## BEGIN MATERIAL

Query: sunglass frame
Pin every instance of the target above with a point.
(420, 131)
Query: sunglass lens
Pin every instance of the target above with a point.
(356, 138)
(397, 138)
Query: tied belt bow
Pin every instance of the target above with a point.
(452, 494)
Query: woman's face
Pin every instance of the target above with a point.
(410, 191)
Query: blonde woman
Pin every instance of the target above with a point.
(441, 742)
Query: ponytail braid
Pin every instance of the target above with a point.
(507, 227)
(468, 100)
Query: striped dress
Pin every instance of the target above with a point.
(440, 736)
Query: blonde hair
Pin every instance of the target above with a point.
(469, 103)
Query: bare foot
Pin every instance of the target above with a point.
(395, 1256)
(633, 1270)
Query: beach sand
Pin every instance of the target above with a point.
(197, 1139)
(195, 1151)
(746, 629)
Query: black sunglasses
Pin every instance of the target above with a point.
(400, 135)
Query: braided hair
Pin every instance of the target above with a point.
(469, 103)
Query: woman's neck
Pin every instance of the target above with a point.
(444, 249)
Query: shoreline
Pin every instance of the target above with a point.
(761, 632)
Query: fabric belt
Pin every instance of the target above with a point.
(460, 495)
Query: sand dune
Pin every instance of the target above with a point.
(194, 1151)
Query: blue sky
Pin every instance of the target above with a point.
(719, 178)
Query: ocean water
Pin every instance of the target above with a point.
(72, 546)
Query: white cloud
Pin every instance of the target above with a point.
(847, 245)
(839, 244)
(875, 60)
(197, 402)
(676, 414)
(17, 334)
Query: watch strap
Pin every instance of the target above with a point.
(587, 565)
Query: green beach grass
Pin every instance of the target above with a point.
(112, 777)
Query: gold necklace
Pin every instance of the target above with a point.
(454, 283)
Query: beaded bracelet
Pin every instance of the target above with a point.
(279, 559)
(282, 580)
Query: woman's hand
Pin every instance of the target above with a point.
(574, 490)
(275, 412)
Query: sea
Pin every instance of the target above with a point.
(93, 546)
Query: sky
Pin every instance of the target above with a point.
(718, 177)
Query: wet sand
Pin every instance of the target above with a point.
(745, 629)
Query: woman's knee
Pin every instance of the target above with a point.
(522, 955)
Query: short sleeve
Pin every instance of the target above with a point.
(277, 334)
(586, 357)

## END MATERIAL

Rewrite the records above, replacing every occurrence of "beach" with "seaside" and leaving everything else unchanged.

Query: sunglass frame
Pin every instance of the target above with a point.
(420, 131)
Query: sunglass lens
Pin every instance of the target above with a point.
(356, 138)
(397, 138)
Query: tied belt bow
Pin every instance of the target above with a point.
(452, 494)
Query: woman's face
Pin every instance of the target above with a point.
(410, 191)
Query: blonde woman
Pin every instance of the target above with a point.
(441, 742)
Query: ponytail braid
Pin every instance of the target above with a point.
(507, 227)
(468, 100)
Query: striped dress
Pin every instance of the target above with a point.
(440, 736)
Query: blonde hair
Pin every instance of the target above with a point.
(469, 103)
Query: bare foot
Pin every instance of the target above with a point.
(395, 1256)
(633, 1270)
Query: seaside sand
Pin every instance of the target above with a point.
(197, 1139)
(195, 1151)
(746, 629)
Query: black sunglasses
Pin every instance of the target above with a point.
(400, 135)
Query: braided hair
Pin every instance of the target above with a point.
(469, 103)
Query: woman's neck
Pin every instance of the target above with a point.
(444, 249)
Query: shoreline
Pin every instance of the target above with a point.
(761, 632)
Query: fabric belt
Pin every instance of the target above with a point.
(460, 495)
Query: sand dune
Pin every instance of the target above with a point.
(194, 1151)
Query: blue sky
Pin every instance of the target above with a point.
(719, 178)
Query: ocean water
Pin every instance of the target above with a point.
(72, 546)
Query: white cloud
Pin every instance of the target above with a point.
(847, 245)
(839, 244)
(875, 60)
(197, 402)
(676, 414)
(17, 334)
Query: watch strap
Pin every instance of the target above with a point.
(587, 565)
Query: green seaside grass
Pin every instance of the target above with a point.
(112, 777)
Query: gold necklace
Pin every instance of the target above with a point.
(454, 283)
Query: beaded bracelet
Pin every instance of the target above with a point.
(279, 559)
(282, 580)
Query: woman's hand
Pin every instance of the target above with a point.
(574, 490)
(275, 412)
Query: sea
Pin every instance of the target above with a point.
(93, 546)
Query: sky
Pin every instance of the target above with a point.
(718, 177)
Query: wet sand
Pin every instance of the target above with a point.
(745, 629)
Query: woman's knee
Pin every instance of the target above with a point.
(522, 955)
Query: short sleeve
Pin every instance of the target above with a point.
(277, 334)
(586, 357)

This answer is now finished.